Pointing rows
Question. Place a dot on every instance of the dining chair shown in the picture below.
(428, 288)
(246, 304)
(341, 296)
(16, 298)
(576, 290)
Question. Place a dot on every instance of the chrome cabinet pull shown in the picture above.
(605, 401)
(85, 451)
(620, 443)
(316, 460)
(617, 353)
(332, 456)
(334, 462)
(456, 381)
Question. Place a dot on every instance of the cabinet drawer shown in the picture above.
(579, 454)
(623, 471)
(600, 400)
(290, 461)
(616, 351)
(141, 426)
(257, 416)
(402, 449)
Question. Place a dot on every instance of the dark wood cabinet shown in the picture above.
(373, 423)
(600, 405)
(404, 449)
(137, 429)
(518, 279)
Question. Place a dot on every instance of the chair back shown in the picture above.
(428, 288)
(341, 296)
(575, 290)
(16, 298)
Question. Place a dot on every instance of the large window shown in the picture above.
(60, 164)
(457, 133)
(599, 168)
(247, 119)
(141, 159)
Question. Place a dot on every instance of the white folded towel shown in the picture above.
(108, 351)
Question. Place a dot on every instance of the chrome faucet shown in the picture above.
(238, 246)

_Request_
Please copy out all of the rows above word for word, in the same order.

_Solution for this exercise_
Question. Place a dot on every instance of the dining chair shown in the picture below.
(428, 288)
(246, 304)
(341, 296)
(16, 298)
(576, 290)
Question. Place a dot on every instance of the chrome cabinet pull shown in the picture above.
(605, 401)
(85, 451)
(620, 443)
(316, 460)
(617, 353)
(332, 456)
(334, 462)
(456, 381)
Question. Place a dot on every instance of the cabinet drawer shown in the picture above.
(579, 454)
(623, 471)
(600, 400)
(290, 461)
(616, 351)
(141, 426)
(257, 416)
(402, 449)
Question. Place a dot on every instance of the dark wood cabinet shown in the picture above.
(373, 423)
(600, 405)
(404, 449)
(137, 429)
(518, 279)
Question. Place a dot on every instance of the chair back shown in the picture above.
(428, 288)
(341, 296)
(575, 290)
(16, 298)
Question. Place a dot on every instance of the large window shown in the picture above.
(60, 164)
(457, 133)
(599, 168)
(247, 119)
(141, 159)
Question. Place a dot on every instance of the white folded towel shown in the picture above.
(108, 351)
Question. Place a dot on every instance of the chrome faucet shown in the picture above.
(238, 246)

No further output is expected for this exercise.